--- START STORED ROWS ---
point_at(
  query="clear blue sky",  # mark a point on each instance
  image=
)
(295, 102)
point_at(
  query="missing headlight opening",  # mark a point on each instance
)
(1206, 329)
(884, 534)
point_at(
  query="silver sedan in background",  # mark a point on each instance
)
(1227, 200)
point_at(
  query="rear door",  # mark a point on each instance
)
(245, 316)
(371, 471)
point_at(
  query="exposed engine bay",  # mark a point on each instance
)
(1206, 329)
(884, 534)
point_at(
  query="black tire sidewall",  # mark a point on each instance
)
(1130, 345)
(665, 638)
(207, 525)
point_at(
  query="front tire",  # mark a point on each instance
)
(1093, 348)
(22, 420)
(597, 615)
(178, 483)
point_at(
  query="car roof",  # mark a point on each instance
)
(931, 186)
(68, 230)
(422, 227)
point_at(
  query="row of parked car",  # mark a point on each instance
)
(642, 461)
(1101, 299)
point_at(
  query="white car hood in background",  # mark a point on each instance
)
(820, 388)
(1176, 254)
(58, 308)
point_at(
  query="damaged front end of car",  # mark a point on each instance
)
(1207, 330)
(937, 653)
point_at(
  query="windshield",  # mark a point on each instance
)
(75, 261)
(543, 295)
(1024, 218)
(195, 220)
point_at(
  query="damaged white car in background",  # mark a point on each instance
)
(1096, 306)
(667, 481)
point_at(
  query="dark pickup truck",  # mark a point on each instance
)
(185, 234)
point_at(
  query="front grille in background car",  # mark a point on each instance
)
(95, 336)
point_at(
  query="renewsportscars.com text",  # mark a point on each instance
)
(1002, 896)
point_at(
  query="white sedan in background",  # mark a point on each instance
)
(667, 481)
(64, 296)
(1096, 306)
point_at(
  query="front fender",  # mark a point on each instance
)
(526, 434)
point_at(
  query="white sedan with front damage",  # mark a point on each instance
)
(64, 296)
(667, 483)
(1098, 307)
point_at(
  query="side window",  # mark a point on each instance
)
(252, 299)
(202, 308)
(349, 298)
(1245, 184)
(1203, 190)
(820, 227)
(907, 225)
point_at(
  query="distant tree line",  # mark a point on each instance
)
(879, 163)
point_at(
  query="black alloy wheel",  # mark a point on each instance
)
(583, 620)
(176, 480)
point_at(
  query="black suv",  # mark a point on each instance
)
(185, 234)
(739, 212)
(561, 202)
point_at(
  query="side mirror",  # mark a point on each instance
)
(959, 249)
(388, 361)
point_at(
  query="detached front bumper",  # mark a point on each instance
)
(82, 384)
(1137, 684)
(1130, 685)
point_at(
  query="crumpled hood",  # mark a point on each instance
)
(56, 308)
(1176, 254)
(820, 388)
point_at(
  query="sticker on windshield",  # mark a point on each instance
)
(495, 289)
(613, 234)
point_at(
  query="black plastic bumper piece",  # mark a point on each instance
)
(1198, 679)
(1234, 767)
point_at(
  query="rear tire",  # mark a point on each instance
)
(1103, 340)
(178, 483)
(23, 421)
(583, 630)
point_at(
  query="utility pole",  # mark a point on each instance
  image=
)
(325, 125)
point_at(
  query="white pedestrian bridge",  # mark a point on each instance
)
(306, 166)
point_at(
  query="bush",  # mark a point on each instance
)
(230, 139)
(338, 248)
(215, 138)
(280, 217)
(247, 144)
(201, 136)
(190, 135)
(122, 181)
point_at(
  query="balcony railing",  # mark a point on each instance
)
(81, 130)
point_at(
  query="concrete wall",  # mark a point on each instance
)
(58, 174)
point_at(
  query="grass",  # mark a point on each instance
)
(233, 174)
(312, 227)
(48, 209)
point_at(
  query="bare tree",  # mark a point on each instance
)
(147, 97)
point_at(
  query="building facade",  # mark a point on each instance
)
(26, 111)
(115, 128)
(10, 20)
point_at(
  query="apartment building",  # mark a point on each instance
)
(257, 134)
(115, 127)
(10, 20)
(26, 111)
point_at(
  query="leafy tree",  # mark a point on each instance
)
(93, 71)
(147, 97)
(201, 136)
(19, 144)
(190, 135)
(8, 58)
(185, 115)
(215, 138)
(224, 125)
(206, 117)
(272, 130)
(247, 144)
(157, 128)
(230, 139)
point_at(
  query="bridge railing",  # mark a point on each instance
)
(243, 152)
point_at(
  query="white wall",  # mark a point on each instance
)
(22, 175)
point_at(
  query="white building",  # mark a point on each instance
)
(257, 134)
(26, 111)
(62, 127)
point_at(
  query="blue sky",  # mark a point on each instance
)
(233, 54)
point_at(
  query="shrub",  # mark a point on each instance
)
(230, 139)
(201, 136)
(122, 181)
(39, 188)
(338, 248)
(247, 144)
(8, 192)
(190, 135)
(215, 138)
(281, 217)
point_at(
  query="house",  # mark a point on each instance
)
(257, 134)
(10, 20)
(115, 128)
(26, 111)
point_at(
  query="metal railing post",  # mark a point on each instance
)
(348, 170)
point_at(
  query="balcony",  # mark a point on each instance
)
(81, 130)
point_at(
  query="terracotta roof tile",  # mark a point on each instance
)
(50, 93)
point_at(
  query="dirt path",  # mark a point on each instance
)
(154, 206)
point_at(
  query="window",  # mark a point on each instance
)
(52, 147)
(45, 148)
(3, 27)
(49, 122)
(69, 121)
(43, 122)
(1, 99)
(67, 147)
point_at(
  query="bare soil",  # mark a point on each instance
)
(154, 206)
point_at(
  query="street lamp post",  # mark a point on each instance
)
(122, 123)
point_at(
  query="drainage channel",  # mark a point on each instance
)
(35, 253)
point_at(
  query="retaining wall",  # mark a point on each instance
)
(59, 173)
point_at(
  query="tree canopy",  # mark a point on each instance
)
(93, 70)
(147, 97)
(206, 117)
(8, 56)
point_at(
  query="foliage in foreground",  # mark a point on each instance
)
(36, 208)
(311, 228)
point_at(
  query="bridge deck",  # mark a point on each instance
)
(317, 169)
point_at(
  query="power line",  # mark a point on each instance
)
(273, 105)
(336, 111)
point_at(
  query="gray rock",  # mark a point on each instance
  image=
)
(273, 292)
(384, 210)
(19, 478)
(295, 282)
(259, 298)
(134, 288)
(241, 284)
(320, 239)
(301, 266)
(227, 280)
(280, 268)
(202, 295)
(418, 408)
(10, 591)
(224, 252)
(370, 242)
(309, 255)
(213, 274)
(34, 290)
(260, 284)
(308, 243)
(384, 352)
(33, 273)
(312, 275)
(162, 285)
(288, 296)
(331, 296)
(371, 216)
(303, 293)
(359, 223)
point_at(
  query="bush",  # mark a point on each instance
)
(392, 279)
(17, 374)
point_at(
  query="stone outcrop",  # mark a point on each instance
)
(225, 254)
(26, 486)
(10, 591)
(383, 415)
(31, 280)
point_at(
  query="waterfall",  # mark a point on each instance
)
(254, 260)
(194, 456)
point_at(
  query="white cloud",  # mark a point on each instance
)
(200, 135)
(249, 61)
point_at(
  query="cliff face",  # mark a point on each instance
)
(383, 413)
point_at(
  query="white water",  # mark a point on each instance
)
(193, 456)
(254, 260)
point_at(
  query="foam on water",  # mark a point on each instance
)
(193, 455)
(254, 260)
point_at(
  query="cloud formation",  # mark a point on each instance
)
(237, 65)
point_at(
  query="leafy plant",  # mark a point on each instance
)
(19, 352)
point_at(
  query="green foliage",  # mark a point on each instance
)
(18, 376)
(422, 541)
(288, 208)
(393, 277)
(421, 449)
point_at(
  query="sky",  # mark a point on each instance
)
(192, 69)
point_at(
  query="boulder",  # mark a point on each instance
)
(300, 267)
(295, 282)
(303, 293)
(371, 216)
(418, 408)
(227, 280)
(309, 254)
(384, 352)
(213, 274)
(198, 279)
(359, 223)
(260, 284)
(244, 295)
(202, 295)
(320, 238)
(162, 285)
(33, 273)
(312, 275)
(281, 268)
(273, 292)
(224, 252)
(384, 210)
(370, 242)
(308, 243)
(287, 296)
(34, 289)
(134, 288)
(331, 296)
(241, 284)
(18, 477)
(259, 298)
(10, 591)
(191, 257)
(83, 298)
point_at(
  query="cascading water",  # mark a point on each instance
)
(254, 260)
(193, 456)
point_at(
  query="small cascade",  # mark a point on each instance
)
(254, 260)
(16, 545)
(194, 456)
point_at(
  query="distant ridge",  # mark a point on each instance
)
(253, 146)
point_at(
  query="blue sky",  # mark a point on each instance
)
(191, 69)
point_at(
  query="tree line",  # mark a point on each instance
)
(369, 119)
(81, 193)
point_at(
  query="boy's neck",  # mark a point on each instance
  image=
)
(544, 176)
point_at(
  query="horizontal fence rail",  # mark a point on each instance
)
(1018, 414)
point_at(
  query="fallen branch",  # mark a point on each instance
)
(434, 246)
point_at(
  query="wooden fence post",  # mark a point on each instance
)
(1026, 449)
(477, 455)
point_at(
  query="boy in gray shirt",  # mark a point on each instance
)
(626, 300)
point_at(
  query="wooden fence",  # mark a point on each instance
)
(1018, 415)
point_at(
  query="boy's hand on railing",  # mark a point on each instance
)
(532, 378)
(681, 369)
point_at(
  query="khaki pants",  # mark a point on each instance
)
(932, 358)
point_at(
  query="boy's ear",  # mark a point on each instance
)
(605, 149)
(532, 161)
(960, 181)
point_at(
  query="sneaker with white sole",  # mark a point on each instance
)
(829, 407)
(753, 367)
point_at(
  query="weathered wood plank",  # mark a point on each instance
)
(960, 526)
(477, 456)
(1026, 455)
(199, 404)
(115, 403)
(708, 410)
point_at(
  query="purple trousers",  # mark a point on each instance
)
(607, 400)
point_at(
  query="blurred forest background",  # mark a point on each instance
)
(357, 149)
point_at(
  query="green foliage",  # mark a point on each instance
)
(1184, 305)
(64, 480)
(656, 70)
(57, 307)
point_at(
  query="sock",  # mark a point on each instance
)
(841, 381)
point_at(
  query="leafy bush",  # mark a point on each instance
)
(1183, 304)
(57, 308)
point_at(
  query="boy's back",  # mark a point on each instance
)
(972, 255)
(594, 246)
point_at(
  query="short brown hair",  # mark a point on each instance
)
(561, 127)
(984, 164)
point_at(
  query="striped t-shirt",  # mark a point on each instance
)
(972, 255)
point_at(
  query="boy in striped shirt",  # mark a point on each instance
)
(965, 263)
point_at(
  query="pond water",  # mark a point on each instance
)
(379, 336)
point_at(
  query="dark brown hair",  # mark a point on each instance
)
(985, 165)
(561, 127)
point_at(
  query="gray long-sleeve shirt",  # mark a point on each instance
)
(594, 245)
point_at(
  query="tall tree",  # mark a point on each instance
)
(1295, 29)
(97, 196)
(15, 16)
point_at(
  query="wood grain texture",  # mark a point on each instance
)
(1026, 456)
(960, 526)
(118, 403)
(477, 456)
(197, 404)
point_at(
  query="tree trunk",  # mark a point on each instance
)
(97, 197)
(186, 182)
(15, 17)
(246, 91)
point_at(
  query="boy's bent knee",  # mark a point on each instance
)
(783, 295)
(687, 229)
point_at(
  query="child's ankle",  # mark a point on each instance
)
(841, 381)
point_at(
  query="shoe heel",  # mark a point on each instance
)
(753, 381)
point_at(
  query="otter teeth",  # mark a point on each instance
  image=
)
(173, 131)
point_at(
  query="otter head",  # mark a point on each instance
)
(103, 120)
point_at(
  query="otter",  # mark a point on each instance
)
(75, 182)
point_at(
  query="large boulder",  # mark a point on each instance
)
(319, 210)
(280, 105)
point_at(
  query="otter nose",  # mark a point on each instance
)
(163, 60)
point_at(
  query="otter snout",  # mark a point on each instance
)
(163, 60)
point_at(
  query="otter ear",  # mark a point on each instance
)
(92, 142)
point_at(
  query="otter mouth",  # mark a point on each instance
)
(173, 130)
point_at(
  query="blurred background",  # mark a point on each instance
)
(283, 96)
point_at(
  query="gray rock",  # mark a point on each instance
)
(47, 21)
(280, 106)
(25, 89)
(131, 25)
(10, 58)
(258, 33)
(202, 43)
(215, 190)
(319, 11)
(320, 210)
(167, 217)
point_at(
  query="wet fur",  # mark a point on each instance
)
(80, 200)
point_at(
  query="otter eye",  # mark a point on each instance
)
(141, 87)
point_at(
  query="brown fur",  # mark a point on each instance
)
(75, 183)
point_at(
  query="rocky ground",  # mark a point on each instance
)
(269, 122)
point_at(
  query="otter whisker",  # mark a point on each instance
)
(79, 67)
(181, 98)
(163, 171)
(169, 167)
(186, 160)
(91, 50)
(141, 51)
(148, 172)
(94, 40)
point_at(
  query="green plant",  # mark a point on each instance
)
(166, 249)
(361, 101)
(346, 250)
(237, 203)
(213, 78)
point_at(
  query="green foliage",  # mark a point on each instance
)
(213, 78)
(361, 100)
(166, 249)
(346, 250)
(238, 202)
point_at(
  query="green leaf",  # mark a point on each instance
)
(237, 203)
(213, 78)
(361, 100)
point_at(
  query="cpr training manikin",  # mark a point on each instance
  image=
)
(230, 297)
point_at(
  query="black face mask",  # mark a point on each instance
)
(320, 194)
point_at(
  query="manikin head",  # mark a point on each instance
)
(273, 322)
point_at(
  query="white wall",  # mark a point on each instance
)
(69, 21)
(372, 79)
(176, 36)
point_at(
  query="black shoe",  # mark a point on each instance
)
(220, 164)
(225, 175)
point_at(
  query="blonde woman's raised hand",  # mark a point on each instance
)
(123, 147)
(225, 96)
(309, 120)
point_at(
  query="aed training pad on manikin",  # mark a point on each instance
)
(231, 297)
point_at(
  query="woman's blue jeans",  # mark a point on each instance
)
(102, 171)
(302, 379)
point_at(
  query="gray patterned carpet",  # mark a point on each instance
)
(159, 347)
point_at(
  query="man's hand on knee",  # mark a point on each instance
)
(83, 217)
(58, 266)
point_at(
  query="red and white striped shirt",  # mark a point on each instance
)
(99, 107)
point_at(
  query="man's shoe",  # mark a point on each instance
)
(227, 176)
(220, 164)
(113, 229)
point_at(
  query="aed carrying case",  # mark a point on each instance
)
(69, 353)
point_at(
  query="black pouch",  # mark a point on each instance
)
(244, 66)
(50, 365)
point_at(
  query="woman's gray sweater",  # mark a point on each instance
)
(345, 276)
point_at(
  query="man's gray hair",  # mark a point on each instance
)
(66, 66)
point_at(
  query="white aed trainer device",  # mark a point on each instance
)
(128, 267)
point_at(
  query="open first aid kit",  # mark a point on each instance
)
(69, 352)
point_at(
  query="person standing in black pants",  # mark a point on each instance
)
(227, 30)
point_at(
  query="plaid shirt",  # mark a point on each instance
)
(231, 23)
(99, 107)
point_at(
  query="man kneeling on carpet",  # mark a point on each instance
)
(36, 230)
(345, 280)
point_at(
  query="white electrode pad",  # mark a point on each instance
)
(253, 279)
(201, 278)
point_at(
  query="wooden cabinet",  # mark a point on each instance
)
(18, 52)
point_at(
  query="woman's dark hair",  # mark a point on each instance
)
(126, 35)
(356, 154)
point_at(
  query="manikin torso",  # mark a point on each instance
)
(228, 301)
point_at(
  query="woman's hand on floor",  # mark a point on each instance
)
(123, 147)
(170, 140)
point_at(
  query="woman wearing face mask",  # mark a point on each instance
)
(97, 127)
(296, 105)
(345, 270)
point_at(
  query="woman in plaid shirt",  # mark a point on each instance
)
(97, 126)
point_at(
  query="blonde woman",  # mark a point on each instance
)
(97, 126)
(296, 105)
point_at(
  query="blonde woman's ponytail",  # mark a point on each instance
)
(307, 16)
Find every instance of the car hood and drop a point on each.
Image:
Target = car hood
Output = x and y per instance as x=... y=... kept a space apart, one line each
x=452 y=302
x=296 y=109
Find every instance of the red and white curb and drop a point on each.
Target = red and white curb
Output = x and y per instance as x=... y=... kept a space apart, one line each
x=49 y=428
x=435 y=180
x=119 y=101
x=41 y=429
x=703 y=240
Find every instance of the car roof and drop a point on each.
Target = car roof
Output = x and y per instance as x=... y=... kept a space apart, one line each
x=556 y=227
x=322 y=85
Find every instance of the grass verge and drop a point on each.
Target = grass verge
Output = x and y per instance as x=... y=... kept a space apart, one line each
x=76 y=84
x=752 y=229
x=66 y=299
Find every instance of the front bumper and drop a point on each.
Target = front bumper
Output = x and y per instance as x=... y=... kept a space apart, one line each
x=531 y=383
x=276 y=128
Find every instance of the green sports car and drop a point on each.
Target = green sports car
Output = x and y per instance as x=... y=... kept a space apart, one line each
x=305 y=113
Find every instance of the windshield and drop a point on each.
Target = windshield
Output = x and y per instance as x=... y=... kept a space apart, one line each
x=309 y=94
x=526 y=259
--- END STORED ROWS ---
WORK INSTRUCTIONS
Starting at the line that contains "Find every instance of the red", retype each line through the end of the listing above and nothing else.

TASK OUTPUT
Find every instance of the red and white curb and drop a point on each.
Target = red and white curb
Output = x and y per instance as x=... y=... kept a space apart, one line each
x=49 y=428
x=435 y=180
x=119 y=101
x=41 y=429
x=703 y=240
Find every instance of the car roof and drop a point on each.
Target = car roof
Output = x and y per instance as x=... y=... kept a space apart, one line each
x=556 y=227
x=322 y=85
Find every instance of the grass verge and drop a point on each.
Target = grass verge
Output = x and y per instance as x=... y=... kept a space apart, one line each
x=76 y=84
x=752 y=229
x=66 y=299
Find every instance of the front bumper and drop a point on each.
Target = front bumper
Output = x and y per instance as x=... y=... kept a space apart, one line each
x=531 y=383
x=276 y=128
Find every instance of the green sports car and drop a point on each.
Target = green sports car
Output = x and y per instance as x=... y=... kept a space apart, one line each
x=305 y=113
Find every instance of the windshield and drop a point on each.
Target = windshield
Output = x and y per instance as x=... y=... kept a space apart, one line each
x=309 y=94
x=526 y=259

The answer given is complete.